• [DOCUMENT PASSAGE]:
The first time I made baps I used a recipe from one of my favorite bread books.  Despite that, it didn’t turn out to be my favorite recipe for them.  They were dry and too floury – kind of grainy, definitely blah.

But I really wanted them to turn out.  I wanted to split them in half and load in a fried egg and some bacon and despite the similarity to certain fast food breakfast treats, this actually turned out when I used the second recipe – from Ultimate Bread by Eric Treuille and Ursula Ferrigno (1998, a DK Publishing Book).  My variations are minor, meant to reflect the dryness of the desert and the speeded-up rising and baking times of 5000 feet.

The second time I tried these was about a week into May. The Sierra still wore a considerable amount of snow.  Which wouldn’t be noteworthy, except this past Monday the foothills at the end of my street were covered once again in snow.  On June 12. Today the North Valleys will hit 88 degrees.

I love my desert.

As for the baps, apparently they’re meant to be slathered in jam, or opened and filled with cream.  I can see filling them with clotted or whipped cream and fresh, lightly sugared berries, too, though I haven’t tried that yet.

But the fried egg and bacon version was excellent.  So was baking them with grated cheddar inside.  So was loading one with a slice of cooked sausage (the kind that comes in a roll, ready to slice and cook) and a little cheese.

Baps aren’t all that sweet, so I’m not sure why they couldn’t be stuffed with a mix of lentils, corn and salsa, or be used as a sandwich wrap, or be filled with sliced black olives and tomatoes and sprinkled with oregano, other than the fact that might be messy as the filling spills back out.

¾ cup warm water

¾ cup room temperature milk + more for glaze

2 teaspoons active dry yeast (not rapid rise)

• [SUPPLIED ENTRIES]:
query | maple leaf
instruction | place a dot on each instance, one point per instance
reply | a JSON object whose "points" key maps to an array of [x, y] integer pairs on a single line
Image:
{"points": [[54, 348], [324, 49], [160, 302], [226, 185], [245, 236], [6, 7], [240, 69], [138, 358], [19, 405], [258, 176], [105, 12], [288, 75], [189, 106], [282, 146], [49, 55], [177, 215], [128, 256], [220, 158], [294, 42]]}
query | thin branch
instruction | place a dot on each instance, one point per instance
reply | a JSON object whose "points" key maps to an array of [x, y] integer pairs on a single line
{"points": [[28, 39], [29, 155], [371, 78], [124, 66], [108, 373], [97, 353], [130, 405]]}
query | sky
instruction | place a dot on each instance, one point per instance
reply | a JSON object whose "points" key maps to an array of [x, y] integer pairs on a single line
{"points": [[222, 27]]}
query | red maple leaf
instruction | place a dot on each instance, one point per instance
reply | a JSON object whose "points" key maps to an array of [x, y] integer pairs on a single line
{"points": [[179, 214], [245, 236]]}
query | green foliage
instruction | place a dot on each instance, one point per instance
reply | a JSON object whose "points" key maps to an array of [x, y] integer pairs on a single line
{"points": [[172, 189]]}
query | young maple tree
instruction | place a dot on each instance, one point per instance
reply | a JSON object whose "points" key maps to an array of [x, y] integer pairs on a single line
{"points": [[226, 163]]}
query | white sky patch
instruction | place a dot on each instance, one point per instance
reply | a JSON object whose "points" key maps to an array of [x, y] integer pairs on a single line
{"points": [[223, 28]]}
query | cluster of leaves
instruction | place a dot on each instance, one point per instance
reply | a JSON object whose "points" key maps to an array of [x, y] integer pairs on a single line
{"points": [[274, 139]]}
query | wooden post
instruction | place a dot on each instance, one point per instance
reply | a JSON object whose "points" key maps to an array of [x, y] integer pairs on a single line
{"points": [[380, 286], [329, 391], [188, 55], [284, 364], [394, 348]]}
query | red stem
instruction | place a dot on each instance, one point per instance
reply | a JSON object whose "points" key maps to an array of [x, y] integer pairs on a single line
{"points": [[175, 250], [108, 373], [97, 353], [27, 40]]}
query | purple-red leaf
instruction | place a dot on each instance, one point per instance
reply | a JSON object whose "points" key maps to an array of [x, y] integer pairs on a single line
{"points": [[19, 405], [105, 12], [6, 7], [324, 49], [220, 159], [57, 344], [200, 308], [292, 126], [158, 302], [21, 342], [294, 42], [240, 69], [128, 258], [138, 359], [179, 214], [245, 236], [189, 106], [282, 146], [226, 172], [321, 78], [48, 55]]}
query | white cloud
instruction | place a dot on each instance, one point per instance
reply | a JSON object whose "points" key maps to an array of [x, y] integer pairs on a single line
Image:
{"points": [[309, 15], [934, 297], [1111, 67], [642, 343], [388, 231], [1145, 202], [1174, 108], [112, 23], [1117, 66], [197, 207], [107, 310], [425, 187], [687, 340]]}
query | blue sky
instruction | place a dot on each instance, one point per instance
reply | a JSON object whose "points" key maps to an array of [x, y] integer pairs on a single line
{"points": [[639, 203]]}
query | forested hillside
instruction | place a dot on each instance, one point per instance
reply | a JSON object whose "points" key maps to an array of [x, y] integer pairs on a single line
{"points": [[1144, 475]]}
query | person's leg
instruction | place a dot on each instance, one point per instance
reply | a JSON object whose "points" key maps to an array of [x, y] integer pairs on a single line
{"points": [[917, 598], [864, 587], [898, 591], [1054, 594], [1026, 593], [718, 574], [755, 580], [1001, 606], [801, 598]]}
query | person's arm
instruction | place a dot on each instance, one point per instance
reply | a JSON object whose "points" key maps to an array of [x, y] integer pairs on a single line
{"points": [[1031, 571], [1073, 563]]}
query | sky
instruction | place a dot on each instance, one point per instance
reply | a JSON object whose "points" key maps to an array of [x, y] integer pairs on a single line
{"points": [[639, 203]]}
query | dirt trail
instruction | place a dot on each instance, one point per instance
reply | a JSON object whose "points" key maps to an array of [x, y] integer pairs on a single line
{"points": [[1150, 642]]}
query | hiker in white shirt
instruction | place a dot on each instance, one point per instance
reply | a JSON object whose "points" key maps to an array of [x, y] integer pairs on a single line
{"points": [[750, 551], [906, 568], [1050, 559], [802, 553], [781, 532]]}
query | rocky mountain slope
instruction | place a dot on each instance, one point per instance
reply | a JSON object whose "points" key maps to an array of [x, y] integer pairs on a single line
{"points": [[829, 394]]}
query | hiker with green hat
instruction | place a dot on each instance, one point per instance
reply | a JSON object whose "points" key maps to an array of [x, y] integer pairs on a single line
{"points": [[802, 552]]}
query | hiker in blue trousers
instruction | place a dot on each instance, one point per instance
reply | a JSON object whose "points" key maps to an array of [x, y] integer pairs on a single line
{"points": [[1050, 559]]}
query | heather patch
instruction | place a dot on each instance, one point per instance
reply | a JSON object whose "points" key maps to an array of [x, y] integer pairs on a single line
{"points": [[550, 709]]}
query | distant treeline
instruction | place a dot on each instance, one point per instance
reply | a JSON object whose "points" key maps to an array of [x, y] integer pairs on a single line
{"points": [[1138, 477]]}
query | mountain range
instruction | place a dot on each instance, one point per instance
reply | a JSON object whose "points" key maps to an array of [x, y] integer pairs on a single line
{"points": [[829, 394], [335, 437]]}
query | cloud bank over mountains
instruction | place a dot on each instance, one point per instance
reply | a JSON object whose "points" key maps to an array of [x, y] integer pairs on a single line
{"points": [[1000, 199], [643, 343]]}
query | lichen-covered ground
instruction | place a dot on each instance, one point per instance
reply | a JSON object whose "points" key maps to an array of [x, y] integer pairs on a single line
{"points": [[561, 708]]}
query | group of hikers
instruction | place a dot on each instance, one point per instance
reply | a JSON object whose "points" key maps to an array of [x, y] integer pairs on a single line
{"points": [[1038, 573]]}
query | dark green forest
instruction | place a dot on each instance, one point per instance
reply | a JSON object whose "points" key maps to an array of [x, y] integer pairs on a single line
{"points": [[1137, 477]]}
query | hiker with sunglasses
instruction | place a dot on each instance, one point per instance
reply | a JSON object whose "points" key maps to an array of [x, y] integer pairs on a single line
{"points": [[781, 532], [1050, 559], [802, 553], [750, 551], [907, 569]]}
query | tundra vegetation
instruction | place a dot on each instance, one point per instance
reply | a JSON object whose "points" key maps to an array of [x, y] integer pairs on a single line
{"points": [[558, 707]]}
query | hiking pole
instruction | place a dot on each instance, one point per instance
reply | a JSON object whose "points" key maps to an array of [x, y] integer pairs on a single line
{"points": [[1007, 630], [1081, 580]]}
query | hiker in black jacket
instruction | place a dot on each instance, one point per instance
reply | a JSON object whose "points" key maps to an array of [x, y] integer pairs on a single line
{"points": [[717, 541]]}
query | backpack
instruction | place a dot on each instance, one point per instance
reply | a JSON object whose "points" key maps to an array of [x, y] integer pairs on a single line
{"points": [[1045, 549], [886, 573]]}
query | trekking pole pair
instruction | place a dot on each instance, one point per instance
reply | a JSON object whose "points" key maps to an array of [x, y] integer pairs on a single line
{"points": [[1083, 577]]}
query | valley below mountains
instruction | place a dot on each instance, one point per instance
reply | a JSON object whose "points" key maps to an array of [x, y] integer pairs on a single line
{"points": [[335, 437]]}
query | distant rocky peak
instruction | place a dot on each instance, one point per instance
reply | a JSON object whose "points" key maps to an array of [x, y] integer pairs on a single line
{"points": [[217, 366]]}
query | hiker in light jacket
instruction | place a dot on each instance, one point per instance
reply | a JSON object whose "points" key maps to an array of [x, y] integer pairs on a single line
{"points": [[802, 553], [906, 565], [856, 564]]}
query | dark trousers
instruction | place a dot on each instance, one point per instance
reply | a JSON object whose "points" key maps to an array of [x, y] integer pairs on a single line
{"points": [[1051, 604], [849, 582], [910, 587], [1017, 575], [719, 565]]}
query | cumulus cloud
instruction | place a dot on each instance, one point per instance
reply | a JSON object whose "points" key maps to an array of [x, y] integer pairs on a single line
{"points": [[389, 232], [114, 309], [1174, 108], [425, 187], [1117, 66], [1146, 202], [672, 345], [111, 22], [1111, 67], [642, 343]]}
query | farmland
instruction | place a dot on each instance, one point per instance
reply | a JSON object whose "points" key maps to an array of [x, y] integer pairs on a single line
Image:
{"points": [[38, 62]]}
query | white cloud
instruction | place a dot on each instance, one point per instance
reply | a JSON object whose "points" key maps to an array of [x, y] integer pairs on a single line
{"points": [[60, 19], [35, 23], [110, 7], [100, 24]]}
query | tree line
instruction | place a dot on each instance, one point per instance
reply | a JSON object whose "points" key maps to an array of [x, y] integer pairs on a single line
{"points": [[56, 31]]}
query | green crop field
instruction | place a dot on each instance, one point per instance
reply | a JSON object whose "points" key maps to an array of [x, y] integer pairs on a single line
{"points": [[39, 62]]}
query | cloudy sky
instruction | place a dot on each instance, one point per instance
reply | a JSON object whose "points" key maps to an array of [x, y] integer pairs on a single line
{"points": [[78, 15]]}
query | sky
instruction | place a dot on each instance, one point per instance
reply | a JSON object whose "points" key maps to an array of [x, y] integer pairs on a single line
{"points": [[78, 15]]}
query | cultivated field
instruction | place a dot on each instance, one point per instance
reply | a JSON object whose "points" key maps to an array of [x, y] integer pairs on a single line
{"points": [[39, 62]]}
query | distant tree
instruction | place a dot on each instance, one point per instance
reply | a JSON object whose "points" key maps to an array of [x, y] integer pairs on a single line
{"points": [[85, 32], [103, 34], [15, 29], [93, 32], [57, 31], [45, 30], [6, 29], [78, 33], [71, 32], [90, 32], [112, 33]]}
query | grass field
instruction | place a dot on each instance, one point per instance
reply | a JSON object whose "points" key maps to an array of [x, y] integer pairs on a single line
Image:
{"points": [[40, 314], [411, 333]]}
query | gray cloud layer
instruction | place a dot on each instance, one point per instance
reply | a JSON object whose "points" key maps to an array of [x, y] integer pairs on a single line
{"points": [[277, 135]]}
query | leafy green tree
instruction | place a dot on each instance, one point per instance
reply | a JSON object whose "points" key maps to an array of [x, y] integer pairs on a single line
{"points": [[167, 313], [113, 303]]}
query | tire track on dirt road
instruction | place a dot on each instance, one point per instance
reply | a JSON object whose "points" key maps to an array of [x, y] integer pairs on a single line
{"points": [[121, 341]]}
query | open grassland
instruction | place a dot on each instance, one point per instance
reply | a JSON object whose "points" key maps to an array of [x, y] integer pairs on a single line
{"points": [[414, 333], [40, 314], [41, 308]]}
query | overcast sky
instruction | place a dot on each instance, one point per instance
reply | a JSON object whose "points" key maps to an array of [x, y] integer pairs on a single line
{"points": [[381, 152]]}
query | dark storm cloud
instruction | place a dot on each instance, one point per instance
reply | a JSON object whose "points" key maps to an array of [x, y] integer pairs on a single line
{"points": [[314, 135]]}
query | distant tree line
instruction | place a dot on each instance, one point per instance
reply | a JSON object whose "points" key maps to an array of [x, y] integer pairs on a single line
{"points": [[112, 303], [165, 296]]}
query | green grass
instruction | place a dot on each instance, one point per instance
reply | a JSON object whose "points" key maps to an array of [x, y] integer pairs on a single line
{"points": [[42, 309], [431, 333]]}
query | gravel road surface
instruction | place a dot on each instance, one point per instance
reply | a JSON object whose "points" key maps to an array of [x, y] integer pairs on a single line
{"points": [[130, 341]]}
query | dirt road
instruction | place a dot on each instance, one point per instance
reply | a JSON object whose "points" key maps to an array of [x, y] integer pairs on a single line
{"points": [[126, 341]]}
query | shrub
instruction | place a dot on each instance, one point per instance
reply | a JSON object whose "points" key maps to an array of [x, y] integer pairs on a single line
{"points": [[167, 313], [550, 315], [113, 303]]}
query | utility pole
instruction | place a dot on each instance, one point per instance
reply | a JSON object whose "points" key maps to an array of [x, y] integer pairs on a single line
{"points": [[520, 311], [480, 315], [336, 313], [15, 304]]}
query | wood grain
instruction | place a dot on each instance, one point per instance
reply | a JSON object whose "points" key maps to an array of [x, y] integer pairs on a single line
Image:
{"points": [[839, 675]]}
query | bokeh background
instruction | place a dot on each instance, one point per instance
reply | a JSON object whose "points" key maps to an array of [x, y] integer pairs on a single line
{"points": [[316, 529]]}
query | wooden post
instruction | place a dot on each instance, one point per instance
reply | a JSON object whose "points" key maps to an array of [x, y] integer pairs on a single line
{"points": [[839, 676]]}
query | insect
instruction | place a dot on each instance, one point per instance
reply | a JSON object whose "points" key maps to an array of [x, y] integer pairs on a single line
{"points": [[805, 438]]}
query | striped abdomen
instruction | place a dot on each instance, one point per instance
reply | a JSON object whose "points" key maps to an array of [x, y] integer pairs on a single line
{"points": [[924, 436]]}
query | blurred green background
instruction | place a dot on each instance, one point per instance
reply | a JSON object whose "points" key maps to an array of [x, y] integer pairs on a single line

• [OBJECTIVE]: In the baps passage, which book supplied the second recipe, the one that turned out well?

• [RESULT OF THE EXERCISE]: Ultimate Bread by Eric Treuille and Ursula Ferrigno